TASK: Print the following listing word for word, with every line unchanged.

SUPPLIED MATERIAL:
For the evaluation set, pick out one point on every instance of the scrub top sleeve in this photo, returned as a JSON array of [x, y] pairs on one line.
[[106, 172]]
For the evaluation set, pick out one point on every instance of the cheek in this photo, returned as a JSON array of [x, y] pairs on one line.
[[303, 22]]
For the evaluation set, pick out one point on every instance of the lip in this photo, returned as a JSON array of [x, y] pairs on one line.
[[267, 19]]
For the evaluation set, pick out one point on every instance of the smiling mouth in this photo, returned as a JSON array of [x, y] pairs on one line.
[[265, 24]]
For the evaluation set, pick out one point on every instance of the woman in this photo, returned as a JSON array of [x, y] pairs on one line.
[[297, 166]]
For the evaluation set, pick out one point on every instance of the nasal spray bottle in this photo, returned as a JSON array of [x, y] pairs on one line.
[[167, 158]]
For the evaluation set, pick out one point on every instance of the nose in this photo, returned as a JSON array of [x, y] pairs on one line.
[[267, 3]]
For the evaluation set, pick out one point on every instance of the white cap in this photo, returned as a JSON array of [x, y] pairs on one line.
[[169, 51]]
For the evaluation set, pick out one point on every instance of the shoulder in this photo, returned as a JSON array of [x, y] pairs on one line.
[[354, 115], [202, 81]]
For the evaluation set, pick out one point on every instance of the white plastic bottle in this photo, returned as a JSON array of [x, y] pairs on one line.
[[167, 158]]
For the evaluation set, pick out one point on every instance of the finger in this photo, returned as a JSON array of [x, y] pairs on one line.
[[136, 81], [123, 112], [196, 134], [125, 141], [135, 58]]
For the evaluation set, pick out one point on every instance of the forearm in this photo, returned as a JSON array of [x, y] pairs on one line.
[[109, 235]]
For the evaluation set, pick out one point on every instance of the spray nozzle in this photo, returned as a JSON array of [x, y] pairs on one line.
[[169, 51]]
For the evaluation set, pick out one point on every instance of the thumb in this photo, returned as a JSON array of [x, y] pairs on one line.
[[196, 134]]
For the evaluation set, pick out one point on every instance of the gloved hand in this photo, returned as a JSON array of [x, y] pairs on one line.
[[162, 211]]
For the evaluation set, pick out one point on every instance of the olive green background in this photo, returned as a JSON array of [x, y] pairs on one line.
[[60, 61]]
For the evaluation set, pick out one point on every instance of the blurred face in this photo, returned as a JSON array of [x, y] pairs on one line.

ANSWER TO THE TASK:
For the evaluation set, pick out one point on every instance of the scrub top sleeve in this photo, returned as a JSON array of [x, y] pairs on one line.
[[106, 172]]
For the evaluation set, pick out one point on every instance of the cheek in this photo, returned as a JSON array of [x, y] pairs on one line.
[[303, 22]]
For the evaluation set, pick out one point on every instance of the lip in this photo, returned as a JSON array of [x, y] pairs on one line.
[[267, 19]]
For the evaluation set, pick out one point on every instance of the smiling mouth in this photo, returned as a JSON array of [x, y] pairs on one line.
[[265, 24]]
For the evaluation set, pick out one point on every instance of the woman in this photo, returned as a JSON array of [x, y] pairs on one line.
[[297, 166]]
For the evaluation set, pick out one point on every instance of the nasal spray bottle in this photo, returned as a JSON array of [x, y] pairs on one line.
[[167, 158]]
For the evaluation set, pick out one point on every instance of the nose in this photo, returned as a JSON array of [x, y] pairs on one line.
[[267, 3]]
For the evaluation set, pick out one point on every instance of the white cap in this photo, returned as a JSON array of [x, y] pairs on one line.
[[169, 51]]
For the evaluation set, pick out one point on every instance of the shoulder in this photo, returned as a JSON array of [x, y] pairs on one line.
[[354, 115], [202, 81]]
For the evaluation set, pick out one point on every instance of the white plastic bottle in this photo, returned as a JSON array of [x, y] pairs on one line.
[[167, 158]]
For the evaluation set, pick out one point on every instance of the finger in this photo, returned as a JSON array of [x, y] pairs on one line.
[[136, 81], [123, 112], [196, 134], [125, 141], [135, 58]]
For the evaluation set, pick out one point on every instance of the forearm in this photo, returned as a JSON array of [x, y] pairs on one line.
[[109, 235]]
For the evaluation set, pick out one point on every instance of the spray nozzle in this photo, returned as a JSON array of [x, y] pairs on one line.
[[169, 51]]
For the evaluation set, pick out one point on every instance of the thumb in this photo, returned as a JSON array of [x, y] pairs on one line.
[[196, 134]]
For the evaluation set, pick out one point on every instance of the gloved hand in this photo, returned as a JSON array of [x, y] pairs on one line.
[[162, 211]]
For the evaluation set, pick out one point on every instance of the olive green background in this photo, returned as a JSON array of [x, y] pairs on one line.
[[60, 61]]
For the evaluation set, pick out one point on every instance of the blurred face in this photo, returned as a JSON array of [x, y] pairs on one line.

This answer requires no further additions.